Goal of the exercise: Please list the topics that the Nifty outlook below takes up one by one in its numbered list.

BULLS SET THEIR FINAL DESTINATION 25,000 FOR NIFTY | 58,000 FOR BANK NIFTY

It’s been a volatile week lately. Where initially bulls took up the charge & then bears came inn but overall, it’s been a muted week with Nifty showing nominal gain of 0.74% while Bank Nifty sets similar return for 0.82%. The indecisive move often makes investors / traders confused as to what’s ahead now? It is highly likely that irrespective of the Geopolitical issues Nifty is all set for a Final Destination towards 25000 & Bank Nifty may highly likely hit 58000 mark in the May series itself where investors may eye the destination with a medium risk appetite.

So far since the war between US-Iran-Israel begin not only put Global Equities at risk but also other asset classes. But since this war is not likely to end very soon & speculations & exchange of comments are highly likely to remain intact, we expect its major repercussions may now gradually come to affect least the Equity markets & a gradual up move may soon begin in the entire Indian Equity markets.

FII’s remained aggressive sellers across the board with massive sell off of almost Rs. 11,072.35 cr. last week while DII’s remained net buyers with net buying of Rs. 21,392.85 cr. FII’s now once again turned the table where on 23rd Jan.’26 was highest at 2.28 Lacs which eventually came down to as low as 1.03 lacs but closed the last week net shorts now at 2.10 lacs contracts it may now looks like positive bias from FII’s is likely to come.

So, far we have so many mix data developments across the board which has been the reason for volatility in Equities across the globe. Rupee, crude oil, Dollar Index, etc. Let’s dig it out one by one:

  1. Rupee: Rupee hit another All-time low of 95.466 creating panic across the sectors specially banking & financials sectors.
  2. Dollar Index:This could remain on a neutral stance near to 96-98 zone.
  3. Brent Crude oil: Brent crude oil hit another All-time high of 120.52$ per barrel & cooled off towards 114.37$. In the coming months we expect this to cool off towards 80-90$ somewhere as UAE exited the OPEC & OPEC+.
  4. FII’s Remained Seller:FII once again remained on the sell side & it doesn’t look like any kind of easing up as of now. Not a good sign.

Nifty though did not post any significant gains last week but still manages to make higher high higher low on weekly charts with higher closing at 24176.15 looks like it holds the higher ground & Bulls are highly likely to gain the momentum which could lead the Nifty towards 24900-25300 kind of levels while on the lower side 23800-24000 still looks like a crucial support levels. The support could come from Bank Nifty & IT Sector.

Stored rows:
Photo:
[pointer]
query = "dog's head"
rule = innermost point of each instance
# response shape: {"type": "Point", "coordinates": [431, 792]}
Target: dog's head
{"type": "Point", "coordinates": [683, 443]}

Correct output:
1. Rupee
2. Dollar Index
3. Brent Crude oil
4. FII’s Remained Seller